## Task objective
In the records that follow, locate every line with "door" and extract it.

## Input records
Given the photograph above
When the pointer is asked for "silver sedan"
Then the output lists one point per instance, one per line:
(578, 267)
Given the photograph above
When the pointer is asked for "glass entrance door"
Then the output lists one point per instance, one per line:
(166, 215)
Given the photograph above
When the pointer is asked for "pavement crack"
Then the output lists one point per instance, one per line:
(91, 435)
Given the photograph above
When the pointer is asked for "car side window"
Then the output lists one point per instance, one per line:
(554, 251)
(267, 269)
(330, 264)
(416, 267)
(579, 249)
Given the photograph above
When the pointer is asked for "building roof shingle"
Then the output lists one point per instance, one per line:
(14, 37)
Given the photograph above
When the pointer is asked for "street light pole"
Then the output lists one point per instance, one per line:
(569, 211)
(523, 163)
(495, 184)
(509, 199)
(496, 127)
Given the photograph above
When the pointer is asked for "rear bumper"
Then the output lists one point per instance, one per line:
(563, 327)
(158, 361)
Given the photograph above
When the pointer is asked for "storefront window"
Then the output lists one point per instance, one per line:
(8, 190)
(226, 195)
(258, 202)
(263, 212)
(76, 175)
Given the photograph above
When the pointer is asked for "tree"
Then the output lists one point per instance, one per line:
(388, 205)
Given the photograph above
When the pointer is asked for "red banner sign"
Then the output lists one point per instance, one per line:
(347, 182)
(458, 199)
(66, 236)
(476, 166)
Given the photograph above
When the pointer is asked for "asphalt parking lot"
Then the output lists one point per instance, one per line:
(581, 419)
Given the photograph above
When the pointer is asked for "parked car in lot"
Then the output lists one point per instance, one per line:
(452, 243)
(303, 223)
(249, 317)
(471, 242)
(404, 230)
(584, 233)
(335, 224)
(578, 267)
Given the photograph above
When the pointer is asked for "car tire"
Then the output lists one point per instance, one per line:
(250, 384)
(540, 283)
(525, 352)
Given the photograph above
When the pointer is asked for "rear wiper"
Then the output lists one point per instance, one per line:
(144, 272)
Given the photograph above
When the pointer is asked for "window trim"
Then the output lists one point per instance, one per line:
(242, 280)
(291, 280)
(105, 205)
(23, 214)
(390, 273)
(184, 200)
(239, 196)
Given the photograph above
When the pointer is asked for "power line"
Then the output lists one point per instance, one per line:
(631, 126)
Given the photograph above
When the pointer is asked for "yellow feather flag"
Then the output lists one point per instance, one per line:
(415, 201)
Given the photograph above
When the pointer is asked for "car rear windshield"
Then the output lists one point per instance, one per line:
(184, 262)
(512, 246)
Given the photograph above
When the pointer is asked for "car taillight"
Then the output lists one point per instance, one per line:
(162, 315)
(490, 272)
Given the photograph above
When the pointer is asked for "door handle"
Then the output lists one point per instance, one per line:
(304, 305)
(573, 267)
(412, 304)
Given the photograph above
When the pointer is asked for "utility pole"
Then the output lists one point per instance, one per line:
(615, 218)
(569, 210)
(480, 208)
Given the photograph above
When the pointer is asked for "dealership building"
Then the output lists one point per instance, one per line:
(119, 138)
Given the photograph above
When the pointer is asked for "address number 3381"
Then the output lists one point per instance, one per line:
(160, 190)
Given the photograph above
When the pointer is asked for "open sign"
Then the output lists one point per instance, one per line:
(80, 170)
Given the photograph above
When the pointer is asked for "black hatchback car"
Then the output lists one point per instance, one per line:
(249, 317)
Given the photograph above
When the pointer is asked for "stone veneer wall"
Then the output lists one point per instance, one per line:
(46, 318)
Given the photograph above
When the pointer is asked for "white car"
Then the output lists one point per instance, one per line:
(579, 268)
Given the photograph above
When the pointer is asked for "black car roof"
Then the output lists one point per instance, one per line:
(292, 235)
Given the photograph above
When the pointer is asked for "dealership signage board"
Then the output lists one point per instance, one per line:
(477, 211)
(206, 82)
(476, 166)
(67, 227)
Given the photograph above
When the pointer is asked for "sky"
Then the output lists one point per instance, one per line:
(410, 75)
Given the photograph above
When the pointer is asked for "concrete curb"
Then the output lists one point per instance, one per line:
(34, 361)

## Written reply
When the pointer is asked for "glass entrance door"
When the pointer is asked for "door handle"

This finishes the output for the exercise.